§ Directions for this task
Below are the records. Restate word for word every line from the one that contains "Task: identify the woman in" through the final line, both included.

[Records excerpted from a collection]
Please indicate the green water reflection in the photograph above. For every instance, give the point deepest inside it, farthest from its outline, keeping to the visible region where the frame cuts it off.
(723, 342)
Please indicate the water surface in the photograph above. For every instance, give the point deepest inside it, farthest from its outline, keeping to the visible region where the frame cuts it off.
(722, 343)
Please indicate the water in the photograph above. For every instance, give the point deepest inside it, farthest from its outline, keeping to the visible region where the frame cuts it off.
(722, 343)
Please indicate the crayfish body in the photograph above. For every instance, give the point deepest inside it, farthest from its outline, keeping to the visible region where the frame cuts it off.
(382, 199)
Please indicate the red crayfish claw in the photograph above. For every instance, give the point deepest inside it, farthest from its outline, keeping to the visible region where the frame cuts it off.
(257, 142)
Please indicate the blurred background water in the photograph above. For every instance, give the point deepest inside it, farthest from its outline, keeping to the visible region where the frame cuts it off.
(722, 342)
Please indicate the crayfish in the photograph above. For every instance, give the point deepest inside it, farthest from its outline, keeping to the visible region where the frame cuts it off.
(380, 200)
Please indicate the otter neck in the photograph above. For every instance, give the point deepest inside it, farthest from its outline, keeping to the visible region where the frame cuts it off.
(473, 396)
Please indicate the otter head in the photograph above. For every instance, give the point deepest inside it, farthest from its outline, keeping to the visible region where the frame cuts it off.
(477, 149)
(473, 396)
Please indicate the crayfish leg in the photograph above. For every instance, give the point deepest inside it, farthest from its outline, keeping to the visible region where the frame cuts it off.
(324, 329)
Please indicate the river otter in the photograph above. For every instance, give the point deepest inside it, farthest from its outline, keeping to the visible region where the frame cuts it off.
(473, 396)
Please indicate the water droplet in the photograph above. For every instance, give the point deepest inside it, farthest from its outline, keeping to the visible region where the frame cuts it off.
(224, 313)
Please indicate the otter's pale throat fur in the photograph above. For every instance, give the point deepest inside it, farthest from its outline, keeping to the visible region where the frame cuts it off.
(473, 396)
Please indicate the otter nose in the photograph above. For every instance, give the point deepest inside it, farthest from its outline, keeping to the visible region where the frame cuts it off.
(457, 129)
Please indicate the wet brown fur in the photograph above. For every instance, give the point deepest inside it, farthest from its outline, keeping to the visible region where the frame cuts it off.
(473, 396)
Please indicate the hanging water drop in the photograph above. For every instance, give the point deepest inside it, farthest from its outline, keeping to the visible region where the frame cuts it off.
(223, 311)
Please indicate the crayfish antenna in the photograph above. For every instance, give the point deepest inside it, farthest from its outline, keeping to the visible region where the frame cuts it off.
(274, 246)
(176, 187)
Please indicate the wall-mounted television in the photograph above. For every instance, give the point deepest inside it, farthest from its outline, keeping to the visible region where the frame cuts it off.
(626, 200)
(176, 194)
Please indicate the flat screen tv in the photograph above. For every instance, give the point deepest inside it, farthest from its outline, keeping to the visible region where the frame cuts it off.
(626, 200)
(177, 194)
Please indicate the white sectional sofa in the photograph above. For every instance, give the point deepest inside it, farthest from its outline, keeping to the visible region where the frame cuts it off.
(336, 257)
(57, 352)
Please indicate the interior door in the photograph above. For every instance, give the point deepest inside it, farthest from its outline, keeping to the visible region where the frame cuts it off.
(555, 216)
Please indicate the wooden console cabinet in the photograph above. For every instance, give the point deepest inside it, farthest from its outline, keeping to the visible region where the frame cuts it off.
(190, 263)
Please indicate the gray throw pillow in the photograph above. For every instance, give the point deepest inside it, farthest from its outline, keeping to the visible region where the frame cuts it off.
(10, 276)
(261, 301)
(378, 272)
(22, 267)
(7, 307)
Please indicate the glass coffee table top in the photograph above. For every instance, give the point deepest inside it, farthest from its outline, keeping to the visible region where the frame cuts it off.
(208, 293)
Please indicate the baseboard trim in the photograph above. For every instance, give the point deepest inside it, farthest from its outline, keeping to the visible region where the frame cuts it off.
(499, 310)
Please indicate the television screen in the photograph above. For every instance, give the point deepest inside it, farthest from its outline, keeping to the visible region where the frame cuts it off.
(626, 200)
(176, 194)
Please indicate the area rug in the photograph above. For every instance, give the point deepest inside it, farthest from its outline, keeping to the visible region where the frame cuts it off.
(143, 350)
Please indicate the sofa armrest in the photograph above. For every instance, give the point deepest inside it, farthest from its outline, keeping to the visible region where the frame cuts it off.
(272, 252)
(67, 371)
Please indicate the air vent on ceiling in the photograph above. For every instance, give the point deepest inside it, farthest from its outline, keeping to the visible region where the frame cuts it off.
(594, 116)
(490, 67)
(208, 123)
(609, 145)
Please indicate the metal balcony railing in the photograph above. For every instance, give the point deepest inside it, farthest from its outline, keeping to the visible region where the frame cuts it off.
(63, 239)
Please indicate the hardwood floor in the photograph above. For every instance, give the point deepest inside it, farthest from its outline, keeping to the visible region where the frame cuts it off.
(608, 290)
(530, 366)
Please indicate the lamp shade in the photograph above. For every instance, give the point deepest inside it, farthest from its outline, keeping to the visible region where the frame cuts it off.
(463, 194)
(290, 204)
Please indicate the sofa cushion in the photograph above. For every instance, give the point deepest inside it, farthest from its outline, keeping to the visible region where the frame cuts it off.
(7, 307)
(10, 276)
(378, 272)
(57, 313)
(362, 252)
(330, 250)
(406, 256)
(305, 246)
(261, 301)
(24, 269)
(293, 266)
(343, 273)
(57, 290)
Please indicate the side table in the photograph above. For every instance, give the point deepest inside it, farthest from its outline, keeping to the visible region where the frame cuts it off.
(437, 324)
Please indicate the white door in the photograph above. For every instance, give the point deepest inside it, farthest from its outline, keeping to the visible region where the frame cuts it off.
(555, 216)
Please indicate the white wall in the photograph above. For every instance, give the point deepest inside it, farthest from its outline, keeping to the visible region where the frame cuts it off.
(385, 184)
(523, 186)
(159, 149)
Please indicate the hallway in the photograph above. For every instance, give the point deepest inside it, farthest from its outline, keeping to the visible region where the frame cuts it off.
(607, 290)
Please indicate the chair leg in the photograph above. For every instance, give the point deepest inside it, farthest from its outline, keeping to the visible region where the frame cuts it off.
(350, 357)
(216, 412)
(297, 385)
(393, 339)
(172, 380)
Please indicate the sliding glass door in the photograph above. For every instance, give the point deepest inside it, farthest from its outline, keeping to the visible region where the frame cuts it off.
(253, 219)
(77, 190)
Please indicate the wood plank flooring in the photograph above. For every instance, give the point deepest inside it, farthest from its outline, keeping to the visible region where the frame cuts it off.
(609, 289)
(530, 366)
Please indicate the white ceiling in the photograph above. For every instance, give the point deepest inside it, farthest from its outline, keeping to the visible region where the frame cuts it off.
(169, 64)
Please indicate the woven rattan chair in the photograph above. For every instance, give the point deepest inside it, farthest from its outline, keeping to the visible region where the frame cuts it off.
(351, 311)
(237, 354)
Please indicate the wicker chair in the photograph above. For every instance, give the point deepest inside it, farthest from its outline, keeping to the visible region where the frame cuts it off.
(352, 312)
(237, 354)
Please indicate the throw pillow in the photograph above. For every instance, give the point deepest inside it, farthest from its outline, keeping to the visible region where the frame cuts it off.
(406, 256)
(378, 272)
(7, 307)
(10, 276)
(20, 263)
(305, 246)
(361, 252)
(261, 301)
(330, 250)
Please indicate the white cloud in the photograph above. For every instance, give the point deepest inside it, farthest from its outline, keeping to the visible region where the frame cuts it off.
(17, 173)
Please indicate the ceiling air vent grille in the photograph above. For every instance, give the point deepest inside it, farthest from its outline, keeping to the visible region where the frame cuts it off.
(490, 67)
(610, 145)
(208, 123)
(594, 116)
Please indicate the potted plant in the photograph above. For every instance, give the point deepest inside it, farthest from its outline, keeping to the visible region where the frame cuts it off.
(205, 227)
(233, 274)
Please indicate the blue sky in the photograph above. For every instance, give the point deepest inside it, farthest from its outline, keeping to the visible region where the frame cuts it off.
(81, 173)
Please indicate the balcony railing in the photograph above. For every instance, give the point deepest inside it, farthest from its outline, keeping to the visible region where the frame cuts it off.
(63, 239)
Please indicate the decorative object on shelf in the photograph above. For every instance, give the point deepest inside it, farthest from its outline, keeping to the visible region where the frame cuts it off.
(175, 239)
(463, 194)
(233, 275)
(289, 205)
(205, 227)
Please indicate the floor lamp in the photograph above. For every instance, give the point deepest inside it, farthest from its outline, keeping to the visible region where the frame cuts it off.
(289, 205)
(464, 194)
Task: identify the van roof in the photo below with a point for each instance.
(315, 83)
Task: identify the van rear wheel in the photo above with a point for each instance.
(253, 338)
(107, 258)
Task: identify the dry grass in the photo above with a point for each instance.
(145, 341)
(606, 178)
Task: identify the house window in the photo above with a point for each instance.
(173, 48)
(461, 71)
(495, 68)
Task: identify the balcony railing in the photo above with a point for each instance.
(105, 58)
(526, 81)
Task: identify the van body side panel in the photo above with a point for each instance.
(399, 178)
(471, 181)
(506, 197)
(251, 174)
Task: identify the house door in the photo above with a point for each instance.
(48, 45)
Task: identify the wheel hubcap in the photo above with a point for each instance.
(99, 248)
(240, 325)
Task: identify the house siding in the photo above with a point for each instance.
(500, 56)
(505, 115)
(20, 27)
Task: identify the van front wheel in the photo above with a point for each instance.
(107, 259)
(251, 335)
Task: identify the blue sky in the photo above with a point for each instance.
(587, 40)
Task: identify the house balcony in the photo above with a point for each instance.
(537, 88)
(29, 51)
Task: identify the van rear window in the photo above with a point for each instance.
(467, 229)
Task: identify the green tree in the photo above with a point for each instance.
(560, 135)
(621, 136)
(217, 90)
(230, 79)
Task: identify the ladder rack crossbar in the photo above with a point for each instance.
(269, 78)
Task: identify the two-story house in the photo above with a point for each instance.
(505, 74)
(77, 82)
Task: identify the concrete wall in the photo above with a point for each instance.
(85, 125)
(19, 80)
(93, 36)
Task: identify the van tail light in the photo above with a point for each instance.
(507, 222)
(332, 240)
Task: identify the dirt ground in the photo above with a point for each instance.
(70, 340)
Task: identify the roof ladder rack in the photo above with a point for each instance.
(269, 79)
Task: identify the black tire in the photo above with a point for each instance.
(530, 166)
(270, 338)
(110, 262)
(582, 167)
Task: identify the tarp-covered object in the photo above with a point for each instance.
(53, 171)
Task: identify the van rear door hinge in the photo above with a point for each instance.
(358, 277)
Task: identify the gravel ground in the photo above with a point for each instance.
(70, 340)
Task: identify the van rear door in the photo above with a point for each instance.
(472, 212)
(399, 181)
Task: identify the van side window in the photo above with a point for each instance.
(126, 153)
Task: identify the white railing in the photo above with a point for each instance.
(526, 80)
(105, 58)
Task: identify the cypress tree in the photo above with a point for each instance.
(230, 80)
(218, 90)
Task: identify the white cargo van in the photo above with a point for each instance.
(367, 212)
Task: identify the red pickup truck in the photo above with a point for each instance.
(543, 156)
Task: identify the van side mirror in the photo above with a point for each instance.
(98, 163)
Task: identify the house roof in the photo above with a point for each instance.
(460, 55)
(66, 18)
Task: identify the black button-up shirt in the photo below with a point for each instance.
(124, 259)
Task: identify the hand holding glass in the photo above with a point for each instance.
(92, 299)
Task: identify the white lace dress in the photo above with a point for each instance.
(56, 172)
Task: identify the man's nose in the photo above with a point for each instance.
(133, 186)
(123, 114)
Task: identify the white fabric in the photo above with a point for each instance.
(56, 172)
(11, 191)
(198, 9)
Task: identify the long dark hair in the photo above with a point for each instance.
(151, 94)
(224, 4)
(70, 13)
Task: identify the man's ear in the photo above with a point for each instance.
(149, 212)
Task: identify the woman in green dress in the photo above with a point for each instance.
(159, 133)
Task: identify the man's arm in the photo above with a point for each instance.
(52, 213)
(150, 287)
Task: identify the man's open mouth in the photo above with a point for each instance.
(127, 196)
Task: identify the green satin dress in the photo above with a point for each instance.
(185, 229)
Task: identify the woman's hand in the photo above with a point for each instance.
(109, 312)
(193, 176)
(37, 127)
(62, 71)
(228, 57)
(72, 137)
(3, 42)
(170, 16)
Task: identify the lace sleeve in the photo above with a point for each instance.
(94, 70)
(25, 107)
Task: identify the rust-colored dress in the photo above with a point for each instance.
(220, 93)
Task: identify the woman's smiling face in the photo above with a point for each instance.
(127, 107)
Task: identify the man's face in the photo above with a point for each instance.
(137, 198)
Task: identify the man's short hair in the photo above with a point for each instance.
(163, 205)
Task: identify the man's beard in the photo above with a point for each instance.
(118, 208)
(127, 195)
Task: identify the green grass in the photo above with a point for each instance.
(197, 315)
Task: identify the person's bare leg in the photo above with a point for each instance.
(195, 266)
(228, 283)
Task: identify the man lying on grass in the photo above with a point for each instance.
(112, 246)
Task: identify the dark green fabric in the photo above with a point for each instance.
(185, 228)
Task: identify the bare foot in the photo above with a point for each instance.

§ Answer box
Task: identify the woman in green dress in the photo above with a point for each instance.
(159, 133)
Task: identify the man's arm in the photo above with a point for each instance.
(52, 213)
(150, 287)
Task: identify the man's open mouth in the photo above with a point for each instance.
(127, 196)
Task: identify the green satin dress in the photo above with a point for each instance.
(185, 229)
Task: identify the woman's hand in the photo above with a point for each instance.
(109, 312)
(193, 176)
(37, 127)
(62, 71)
(228, 57)
(72, 137)
(3, 42)
(170, 16)
Task: identify the lace sleeve in the photo above with a point for each instance.
(94, 70)
(25, 107)
Task: identify the rust-colored dress in the photo above with a point for each instance.
(220, 93)
Task: identify the woman's smiling face in the photo above with a point for each instance.
(127, 107)
Task: identify the man's face in the photo above with a point for each instance.
(137, 198)
Task: identify the man's short hair in the photo above with a point for each instance.
(163, 205)
Task: identify the man's beard in the photo above with a point for each instance.
(118, 208)
(127, 195)
Task: identify the green grass in the photo above with a point for each instance.
(197, 315)
Task: identify the person's bare leg in the photo above with a point for each instance.
(195, 266)
(228, 283)
Task: identify the man lying on grass in the photo above with a point for each instance.
(112, 246)
Task: identify the dark green fabric in the photo above with a point for each instance.
(185, 228)
Task: identify the bare foot in the photo above with a point for each instance.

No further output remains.